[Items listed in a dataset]
---

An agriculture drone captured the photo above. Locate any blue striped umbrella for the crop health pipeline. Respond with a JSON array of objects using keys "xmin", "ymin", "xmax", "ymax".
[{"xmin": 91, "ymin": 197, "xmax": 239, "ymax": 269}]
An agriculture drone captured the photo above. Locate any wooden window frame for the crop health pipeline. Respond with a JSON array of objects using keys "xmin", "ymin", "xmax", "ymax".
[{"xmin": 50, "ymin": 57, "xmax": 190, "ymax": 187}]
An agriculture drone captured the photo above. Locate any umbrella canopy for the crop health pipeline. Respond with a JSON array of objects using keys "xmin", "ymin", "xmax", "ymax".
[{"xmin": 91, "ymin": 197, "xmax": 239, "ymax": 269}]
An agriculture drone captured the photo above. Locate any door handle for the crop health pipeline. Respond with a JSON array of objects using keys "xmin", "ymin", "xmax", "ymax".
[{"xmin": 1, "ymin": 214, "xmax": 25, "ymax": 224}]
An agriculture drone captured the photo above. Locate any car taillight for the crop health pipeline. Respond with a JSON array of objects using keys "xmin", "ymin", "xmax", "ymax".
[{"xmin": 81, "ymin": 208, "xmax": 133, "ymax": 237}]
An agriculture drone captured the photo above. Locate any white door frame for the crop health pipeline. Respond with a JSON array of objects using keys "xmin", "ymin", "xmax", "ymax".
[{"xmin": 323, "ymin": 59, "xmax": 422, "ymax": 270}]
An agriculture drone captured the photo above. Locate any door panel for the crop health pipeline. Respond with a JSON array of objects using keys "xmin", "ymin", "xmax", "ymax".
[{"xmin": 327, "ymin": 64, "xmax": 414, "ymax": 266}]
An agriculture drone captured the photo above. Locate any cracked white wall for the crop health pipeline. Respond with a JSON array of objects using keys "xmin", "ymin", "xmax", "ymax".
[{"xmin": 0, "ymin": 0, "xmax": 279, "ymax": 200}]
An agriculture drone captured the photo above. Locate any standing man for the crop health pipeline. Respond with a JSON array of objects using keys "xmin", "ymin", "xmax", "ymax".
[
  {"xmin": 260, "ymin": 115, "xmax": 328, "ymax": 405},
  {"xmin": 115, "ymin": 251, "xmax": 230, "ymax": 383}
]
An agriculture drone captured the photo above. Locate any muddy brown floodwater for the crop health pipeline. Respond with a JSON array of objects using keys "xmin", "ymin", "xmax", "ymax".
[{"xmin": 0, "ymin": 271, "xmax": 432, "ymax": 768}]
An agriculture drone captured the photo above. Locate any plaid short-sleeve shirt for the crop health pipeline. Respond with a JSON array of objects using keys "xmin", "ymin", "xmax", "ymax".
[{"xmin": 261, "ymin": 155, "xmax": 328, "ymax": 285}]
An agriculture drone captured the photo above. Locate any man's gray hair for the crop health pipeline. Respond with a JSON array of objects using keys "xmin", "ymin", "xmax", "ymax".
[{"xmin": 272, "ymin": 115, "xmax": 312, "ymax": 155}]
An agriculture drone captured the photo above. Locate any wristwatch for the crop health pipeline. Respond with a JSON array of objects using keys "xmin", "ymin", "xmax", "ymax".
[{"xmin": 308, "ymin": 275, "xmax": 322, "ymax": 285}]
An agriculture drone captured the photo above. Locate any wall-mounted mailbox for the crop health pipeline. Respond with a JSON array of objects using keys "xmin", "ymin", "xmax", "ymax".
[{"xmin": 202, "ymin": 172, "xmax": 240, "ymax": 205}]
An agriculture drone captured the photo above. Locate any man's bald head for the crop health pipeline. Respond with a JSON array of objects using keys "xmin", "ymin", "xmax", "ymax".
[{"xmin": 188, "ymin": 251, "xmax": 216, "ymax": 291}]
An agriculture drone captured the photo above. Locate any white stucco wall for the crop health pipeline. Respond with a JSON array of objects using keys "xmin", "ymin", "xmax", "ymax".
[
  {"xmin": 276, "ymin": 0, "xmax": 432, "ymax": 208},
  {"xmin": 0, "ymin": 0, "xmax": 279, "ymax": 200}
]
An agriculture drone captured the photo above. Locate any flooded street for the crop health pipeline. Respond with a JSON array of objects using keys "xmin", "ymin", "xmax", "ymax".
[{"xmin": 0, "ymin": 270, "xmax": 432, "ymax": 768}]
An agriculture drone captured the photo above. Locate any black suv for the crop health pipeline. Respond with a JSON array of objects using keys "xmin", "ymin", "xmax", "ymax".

---

Directions: Write out every line of the listing above word for word, with nothing changed.

Task answer:
An agriculture drone captured the photo above. Locate any blue striped umbrella for the crop health pipeline. Respond with a JSON array of objects using keys "xmin", "ymin", "xmax", "ymax".
[{"xmin": 91, "ymin": 197, "xmax": 239, "ymax": 269}]
An agriculture drone captured the photo above. Locate any wooden window frame for the crop health pipeline. Respond with a JSON array of objects using keys "xmin", "ymin", "xmax", "ymax".
[{"xmin": 50, "ymin": 57, "xmax": 190, "ymax": 187}]
An agriculture drone captured the photo above. Locate any umbrella canopy for the crop health pipeline. Respond with a JSON array of objects using keys "xmin", "ymin", "xmax", "ymax".
[{"xmin": 91, "ymin": 197, "xmax": 239, "ymax": 269}]
An agriculture drone captured the photo above. Locate any door handle for the crop health pipeline. Respond with a JSON array of objects using keys "xmin", "ymin", "xmax", "ymax".
[{"xmin": 1, "ymin": 214, "xmax": 25, "ymax": 224}]
An agriculture drone captured the photo above. Locate any car taillight for the crop health pipeline. Respond with a JSON array of objects using keys "xmin", "ymin", "xmax", "ymax".
[{"xmin": 81, "ymin": 208, "xmax": 133, "ymax": 237}]
An agriculture drone captured the photo above. Locate any white door frame for the crop health pipeline. Respond with a JSON array of objects using keys "xmin", "ymin", "xmax", "ymax".
[{"xmin": 323, "ymin": 59, "xmax": 422, "ymax": 270}]
An agriculture drone captured the photo above. Locate any door panel for the crop health pipeline. Respond with a JSON array of objects using keys "xmin", "ymin", "xmax", "ymax".
[{"xmin": 327, "ymin": 64, "xmax": 414, "ymax": 266}]
An agriculture drone captured the photo above. Locate any cracked white wall for the crop health pipeline. Respond with a JSON array of objects using keys "xmin", "ymin", "xmax", "ymax".
[{"xmin": 0, "ymin": 0, "xmax": 279, "ymax": 200}]
An agriculture drone captured the photo above. Locate any standing man for the crop health pipeline. Respond with a JSON array of objects using keys "xmin", "ymin", "xmax", "ymax".
[
  {"xmin": 260, "ymin": 115, "xmax": 328, "ymax": 405},
  {"xmin": 115, "ymin": 251, "xmax": 230, "ymax": 383}
]
An agriculture drone captured the photo above. Locate any muddy brown floodwater for the crop health pipeline. Respond with a JSON array of objects using keys "xmin", "ymin", "xmax", "ymax".
[{"xmin": 0, "ymin": 271, "xmax": 432, "ymax": 768}]
An agriculture drone captured the photo above. Locate any plaid short-sleeve shirt for the crop health pipeline. Respond with a JSON array of objects using keys "xmin", "ymin", "xmax", "ymax".
[{"xmin": 261, "ymin": 155, "xmax": 328, "ymax": 285}]
An agriculture drone captured the photo above. Locate any man's gray hair for the crop health pipeline. Respond with a JSON array of objects using keys "xmin", "ymin", "xmax", "ymax".
[{"xmin": 272, "ymin": 115, "xmax": 312, "ymax": 155}]
An agriculture drone captured the photo above. Locate any wristwatch for the crop health pipeline. Respond with a JSON array of objects using keys "xmin", "ymin", "xmax", "ymax".
[{"xmin": 308, "ymin": 275, "xmax": 322, "ymax": 285}]
An agriculture drone captured the photo above. Locate any wall-mounted mailbox for the crop health pipeline. Respond with a JSON array of objects using keys "xmin", "ymin", "xmax", "ymax".
[{"xmin": 202, "ymin": 172, "xmax": 240, "ymax": 205}]
An agriculture drone captured the photo above. Locate any man's bald head for the crop health pipeline. Respond with a JSON array of objects using keys "xmin", "ymin", "xmax", "ymax".
[{"xmin": 188, "ymin": 251, "xmax": 216, "ymax": 291}]
An agriculture drone captured the photo above. Locate any white stucco wall for the crop health pipeline. Respond with a JSON array of objects using keys "xmin", "ymin", "xmax", "ymax".
[
  {"xmin": 276, "ymin": 0, "xmax": 432, "ymax": 208},
  {"xmin": 0, "ymin": 0, "xmax": 279, "ymax": 200}
]
An agriculture drone captured the photo above. Locate any flooded street for the crop health pipeline. Respond with a JSON array of objects using keys "xmin", "ymin", "xmax", "ymax".
[{"xmin": 0, "ymin": 270, "xmax": 432, "ymax": 768}]
An agriculture drone captured the photo above. Locate any black suv for the crop health pipeline. Respond with a JSON array of objects using keys "xmin", "ymin", "xmax", "ymax".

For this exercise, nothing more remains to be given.